START

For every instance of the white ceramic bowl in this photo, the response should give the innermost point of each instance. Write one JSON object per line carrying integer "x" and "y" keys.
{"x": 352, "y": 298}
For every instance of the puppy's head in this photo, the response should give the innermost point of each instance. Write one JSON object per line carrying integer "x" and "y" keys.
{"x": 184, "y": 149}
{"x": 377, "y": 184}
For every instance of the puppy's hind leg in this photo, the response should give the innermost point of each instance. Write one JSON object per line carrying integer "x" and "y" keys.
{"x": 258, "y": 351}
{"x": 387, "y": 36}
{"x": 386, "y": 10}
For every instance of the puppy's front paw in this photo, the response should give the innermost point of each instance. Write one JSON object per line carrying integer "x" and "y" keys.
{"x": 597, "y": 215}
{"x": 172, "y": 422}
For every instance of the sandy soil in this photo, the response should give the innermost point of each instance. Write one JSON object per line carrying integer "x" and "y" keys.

END

● **Description of the task**
Retype all of the data above word for word, keeping every line and character unchanged.

● **Full solution**
For every instance of the white ceramic bowl in this photo, the response should give the innermost point of each instance. Write one JSON object per line carrying integer "x" and "y" keys.
{"x": 352, "y": 298}
For every instance of the puppy's head in this photo, the response should give the innermost point of each instance. Write one JSON object per line carrying integer "x" and "y" keys.
{"x": 184, "y": 149}
{"x": 377, "y": 184}
For every instance of the puppy's hind leg in this photo, the response should give the innermost point of each instance. Write one JSON object per line carrying integer "x" and "y" keys.
{"x": 258, "y": 351}
{"x": 387, "y": 36}
{"x": 386, "y": 10}
For every instance of the puppy's front paw in this photo, the response should give the innermost point of each instance. Write one JSON object per line carrying integer "x" and "y" keys.
{"x": 597, "y": 215}
{"x": 172, "y": 422}
For every instance of the sandy soil in this photo, the response should give the innermost point of each instance. Write one JSON object per line carrying integer "x" and "y" keys.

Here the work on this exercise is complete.